#### 本文

◇ ◇ ◇

この薬剤は皮膚や髪を痛め、脱色するたびに頭皮に痛みが走り、気分が悪くなったりしたというが、それをクランクインからクランクアップまで、一年半続けた。
本人は「薬剤の副作用で、歯が浮いてしまった」と明かしている。
たとえ肉体的にどんな苦痛があろうとも、三船は黒澤が求める役柄に入り込もうとしていたのだ。
また、黒澤は映画雑誌のインタビューを受け、『赤ひげ』の製作に臨む心境について聞かれたときにこう答えている。
日本映画の危機が叫ばれているが、それを救うものは、映画を創る人々の情熱と誠意以外にない。
私はこの『赤ひげ』という作品の中に、スタッフ全員の力をギリギリまで絞りだしてもらう。そして映画の可能性をギリギリまで追ってみる。

◇ ◇ ◇

#### 短い課題 1
『赤ひげ』撮影をめぐる本文から、「この薬剤は皮膚や髪を痛め、脱」から「かれたときにこう答えている。」までを、両端も含めて一字も変えずに書き写すこと。
#### 短い課題 2
『赤ひげ』撮影をめぐる本文について、次の問いに答えよ。
(a) 脱色はいつからいつまで、どれだけの期間続けられたか。
(b) 薬剤の副作用として、歯がどうなったと明かされているか。
(c) 黒澤は、日本映画の危機を救うものは何以外にないと述べているか。
#### 短い課題 3
『赤ひげ』製作に臨む黒澤の発言で終わっている本文の先を、最後の文のあとから書き継げ。

◇ ◇ ◇

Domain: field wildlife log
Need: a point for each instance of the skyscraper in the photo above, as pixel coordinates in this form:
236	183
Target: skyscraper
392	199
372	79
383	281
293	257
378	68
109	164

◇ ◇ ◇

#### 解答 1
この薬剤は皮膚や髪を痛め、脱色するたびに頭皮に痛みが走り、気分が悪くなったりしたというが、それをクランクインからクランクアップまで、一年半続けた。
本人は「薬剤の副作用で、歯が浮いてしまった」と明かしている。
たとえ肉体的にどんな苦痛があろうとも、三船は黒澤が求める役柄に入り込もうとしていたのだ。
また、黒澤は映画雑誌のインタビューを受け、『赤ひげ』の製作に臨む心境について聞かれたときにこう答えている。

#### 解答 2
(a) クランクインからクランクアップまで、一年半続けられた。
(b) 歯が浮いてしまった。
(c) 映画を創る人々の情熱と誠意。

#### 解答 3
黒澤組 野上照代氏の見解
黒澤組のスクリプターだった野上照代氏は著書の中で、『赤ひげ』以降、2人が距離を置くようになったきっかけについて、こう記している。
私は『赤ひげ』の完成パーティの時、クロサワが私に言った言葉を忘れることが出来ない。彼は抑えたような小声で言った。「小国(脚本家)に言われたよ。あの三船は違うぜって」。
黒澤の顔に失敗したときの後悔の影が走ったように見えた。
黒澤が三船の演技に、僅かだったとしても不満を抱いたのは、おそらく『赤ひげ』が初めてであろう。
その後、黒澤は三船とそのことについて話あったわけでもなく、遠慮がちに後ずさりして三船から離れていったように見えた。
これは文字通りに読めば、黒澤監督は、三船の演技に不満を持ち、以後は自分の映画に起用しなくなったように思える。
それが真相なんだろうか。黒澤と三船の関係は、誰かの一言で冷めてしまい、距離を置くほどの仲だったのだろうか。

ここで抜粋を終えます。